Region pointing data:
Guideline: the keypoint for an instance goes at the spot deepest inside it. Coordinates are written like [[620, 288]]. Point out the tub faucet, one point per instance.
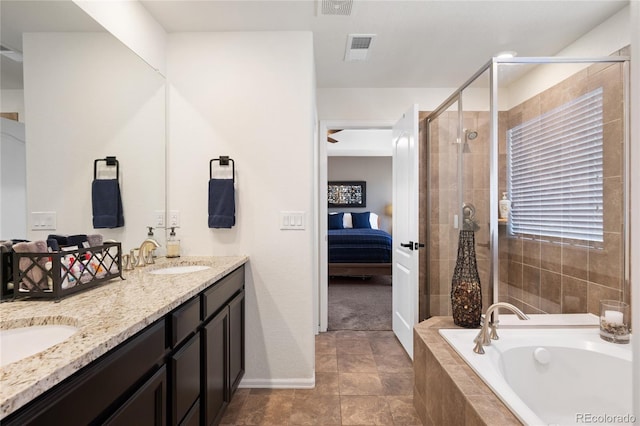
[[145, 256], [483, 338]]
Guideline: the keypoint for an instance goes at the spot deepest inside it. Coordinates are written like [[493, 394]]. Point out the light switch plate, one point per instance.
[[158, 219], [292, 220], [174, 219]]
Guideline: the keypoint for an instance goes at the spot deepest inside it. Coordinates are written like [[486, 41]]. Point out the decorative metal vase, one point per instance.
[[466, 294]]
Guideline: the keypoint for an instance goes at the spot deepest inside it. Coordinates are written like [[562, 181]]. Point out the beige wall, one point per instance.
[[251, 96]]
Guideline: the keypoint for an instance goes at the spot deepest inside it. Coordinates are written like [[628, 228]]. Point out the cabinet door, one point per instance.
[[147, 406], [215, 353], [185, 379], [236, 342]]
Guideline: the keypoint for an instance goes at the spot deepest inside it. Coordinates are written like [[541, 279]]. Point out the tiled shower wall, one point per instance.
[[537, 275], [444, 204], [565, 276]]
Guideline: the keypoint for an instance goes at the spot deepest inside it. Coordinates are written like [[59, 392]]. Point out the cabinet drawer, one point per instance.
[[216, 296], [184, 321], [185, 376], [147, 406]]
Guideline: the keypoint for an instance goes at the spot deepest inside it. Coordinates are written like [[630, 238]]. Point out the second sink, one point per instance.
[[19, 343]]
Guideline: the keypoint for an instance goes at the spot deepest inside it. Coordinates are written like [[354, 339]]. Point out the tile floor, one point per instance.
[[362, 378]]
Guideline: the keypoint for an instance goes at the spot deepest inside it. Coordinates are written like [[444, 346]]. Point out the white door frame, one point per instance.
[[321, 293]]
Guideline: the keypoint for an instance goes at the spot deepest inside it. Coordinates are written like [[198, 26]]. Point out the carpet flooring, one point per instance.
[[360, 304]]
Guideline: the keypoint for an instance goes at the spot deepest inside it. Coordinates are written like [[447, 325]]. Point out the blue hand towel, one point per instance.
[[222, 203], [107, 204]]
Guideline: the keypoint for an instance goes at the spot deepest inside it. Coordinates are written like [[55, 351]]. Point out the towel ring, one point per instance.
[[224, 161], [111, 161]]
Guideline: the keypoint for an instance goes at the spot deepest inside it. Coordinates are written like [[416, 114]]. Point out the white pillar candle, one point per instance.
[[613, 317]]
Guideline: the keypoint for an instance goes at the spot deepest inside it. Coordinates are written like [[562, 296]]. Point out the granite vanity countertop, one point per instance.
[[105, 316]]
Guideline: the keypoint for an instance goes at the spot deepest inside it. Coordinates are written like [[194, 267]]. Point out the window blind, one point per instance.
[[555, 172]]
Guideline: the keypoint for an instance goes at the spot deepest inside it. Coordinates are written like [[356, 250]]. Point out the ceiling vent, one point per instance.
[[336, 7], [358, 47], [11, 54]]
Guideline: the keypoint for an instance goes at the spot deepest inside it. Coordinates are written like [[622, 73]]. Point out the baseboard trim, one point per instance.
[[278, 383]]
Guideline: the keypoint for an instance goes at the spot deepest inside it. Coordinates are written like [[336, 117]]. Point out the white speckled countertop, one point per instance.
[[106, 316]]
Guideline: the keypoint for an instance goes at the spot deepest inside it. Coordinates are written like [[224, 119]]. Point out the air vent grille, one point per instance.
[[358, 47], [361, 42], [336, 7], [10, 53]]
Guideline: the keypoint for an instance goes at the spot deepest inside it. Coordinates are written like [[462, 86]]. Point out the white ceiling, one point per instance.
[[419, 43]]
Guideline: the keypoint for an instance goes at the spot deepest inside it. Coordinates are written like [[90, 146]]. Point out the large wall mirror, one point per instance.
[[81, 95]]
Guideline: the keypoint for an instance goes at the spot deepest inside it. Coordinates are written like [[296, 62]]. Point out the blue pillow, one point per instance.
[[335, 221], [361, 220]]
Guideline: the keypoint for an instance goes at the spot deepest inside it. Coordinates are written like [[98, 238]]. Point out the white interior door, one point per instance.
[[405, 227]]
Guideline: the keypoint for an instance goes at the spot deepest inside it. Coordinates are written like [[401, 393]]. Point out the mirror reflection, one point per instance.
[[80, 95]]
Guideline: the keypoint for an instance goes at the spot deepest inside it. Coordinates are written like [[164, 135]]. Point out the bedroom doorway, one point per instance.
[[369, 298]]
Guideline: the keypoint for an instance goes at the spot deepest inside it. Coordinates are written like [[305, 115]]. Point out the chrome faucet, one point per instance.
[[483, 338], [145, 255]]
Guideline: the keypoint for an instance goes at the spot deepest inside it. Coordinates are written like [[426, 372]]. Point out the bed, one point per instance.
[[356, 246]]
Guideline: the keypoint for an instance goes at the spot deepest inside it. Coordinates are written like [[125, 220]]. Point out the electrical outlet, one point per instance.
[[43, 221], [158, 219], [174, 219]]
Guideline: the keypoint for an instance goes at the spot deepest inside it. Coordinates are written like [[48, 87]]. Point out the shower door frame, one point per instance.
[[493, 66]]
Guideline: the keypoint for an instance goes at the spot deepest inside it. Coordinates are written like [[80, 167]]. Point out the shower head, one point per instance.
[[470, 134]]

WHAT THE TASK REQUIRES | Could you repeat each line above exactly as written? Omit the pictures.

EXERCISE OUTPUT |
Guideline: the keypoint for an instance goes at the spot deepest inside it. Coordinates are written like [[620, 288]]. Point out the tub faucet, one point per instance.
[[145, 256], [483, 338]]
Guideline: the keypoint for an instance goes at the spot deepest inside it. Coordinates are written like [[493, 394]]. Point out the light switch plate, one point per instance.
[[158, 219], [292, 220], [174, 219]]
Guideline: the keypoint for an instance goes at the spot deepest inside it. Coordinates are written like [[486, 41]]. Point out the decorative metal vase, one point per instance.
[[466, 294]]
Guideline: the keypoint for an instance goes at the spot deepest inside it. Coordinates are written like [[562, 181]]. Point out the beige wall, one point per instance.
[[251, 96]]
Guideline: the keypoint for an instance goes at the spot deepest inside it. Coordinates are written like [[628, 228]]. Point out the cabinet door, one point per instance.
[[147, 406], [215, 353], [185, 379], [236, 342]]
Guideline: the keypoint for an instance goes at the spot deepest inside it. Coordinates are written like [[541, 279]]. Point out the tiled shower wall, one point per instance.
[[537, 275], [444, 204], [565, 276]]
Guideline: the keypoint for an instance goes at the spot deepest inside it. Coordinates are written like [[59, 392]]. Point out the cabinet drawer, one point per instance.
[[216, 296], [184, 321], [185, 376], [147, 406]]
Guideline: the keypoint for an instance goes at the spot deepest inside it. Coordinates are written like [[630, 238]]. Point out the second sink, one point per instance.
[[19, 343]]
Guideline: the keypoint for an instance goes at the spot deepest inside it. Coordinates are written like [[354, 339]]. Point out the tile floor, one point per instance.
[[362, 378]]
Guideline: the keypoint for an instance goes at the spot deepest inside it. Coordinates are written like [[444, 346]]. Point out the white door frame, one point per instance.
[[321, 293]]
Guideline: the keypoint for an instance goes at the spot deepest inside it. Coordinates are written like [[198, 26]]. Point out the carpet flooring, one point per instance.
[[360, 304]]
Guideline: the keypoint for an instance goes at the spot deepest inside it. Coordinates are written like [[447, 325]]. Point out the blue hand towel, one point per instance.
[[222, 203], [107, 204]]
Guideline: the keypoint for an instance goes at the spot deepest inside it. Coordinates are written like [[55, 351]]. Point out the towel ring, one point per instance.
[[224, 161], [111, 161]]
Guideline: the keypoint for an instance goes at the spot deepest inside it. Coordinates are written like [[416, 114]]. Point out the white pillar candle, one point per instance.
[[613, 317]]
Guideline: the keypoint for an instance goes at the spot deepest inside it. Coordinates are written like [[562, 296]]. Point out the granite vanity countertop, one point per instance.
[[105, 316]]
Guideline: the keypoint for an instance goes at the spot deepest inside it. Coordinates are written like [[194, 267]]. Point out the window blind, one point per instance.
[[555, 172]]
Guideline: the keypoint for an instance goes at the spot deepest inside it. Coordinates are written like [[356, 250]]. Point out the ceiling vent, one point per instance.
[[336, 7], [358, 47], [11, 54]]
Guideline: the keypoint for an instance goes at the spot deepest inside it. Coordinates are written like [[622, 73]]. Point out the baseboard trim, one point per instance.
[[278, 383]]
Guideline: the keypoint for an instance goes at the spot deepest inside it. Coordinates are written like [[336, 117]]. Point out the white speckled countertop, one point per instance.
[[106, 316]]
Guideline: the keypoint for an instance goes at the spot deepest inside it. Coordinates are written like [[224, 119]]. Point out the air vent grille, one point per instance.
[[358, 47], [361, 42], [336, 7], [10, 53]]
Guideline: the keypoint for an instance goes at the spot deepest inside it. Coordinates are written like [[462, 86]]. Point out the white ceiling, one point per instance.
[[419, 43]]
Guideline: the keypoint for an instance goes at the spot deepest inside it. Coordinates are written like [[90, 146]]. Point out the large wall mirror, one point per instance.
[[81, 95]]
Guideline: the keypoint for an instance goes at the spot deepest inside it. Coordinates are written like [[296, 62]]. Point out the blue pillow, one point per instance.
[[335, 221], [361, 220]]
Guideline: the keypoint for an instance goes at the spot deepest inside it. Coordinates are written like [[98, 238]]. Point out the white interior door, one point per instance.
[[405, 227]]
Guideline: the keypoint for an instance goes at the spot deepest inside it. Coordinates are written like [[401, 393]]. Point out the mirror reflection, one point per instance.
[[80, 95]]
Guideline: the keypoint for an instance goes at the spot deepest inside it. Coordinates are written like [[164, 135]]. Point out the bedroom doorway, one point per instance.
[[369, 298]]
Guideline: the keypoint for an instance goes at the spot deepest inside it. Coordinates are written like [[305, 115]]. Point out the chrome faucet, one point per instance.
[[483, 338], [145, 255]]
Guideline: the keypoint for an instance goes at the spot deepest inside it. Coordinates are written like [[426, 372]]. Point out the bed, one point per instance.
[[356, 246]]
Guideline: the keypoint for an instance goes at the spot deepest inside it. Coordinates are written like [[125, 220]]. Point out the electrical outlet, one point per instance.
[[43, 221], [158, 219], [174, 219]]
Guideline: the keypoint for an instance goes at the spot deepest inside it. Coordinates are written like [[48, 87]]. Point out the shower door frame, one point per instance.
[[493, 66]]
Guideline: the keypoint for an instance goes at the spot deepest inside it. Coordinates are written like [[80, 167]]. Point out the shower head, one point per instance.
[[470, 134]]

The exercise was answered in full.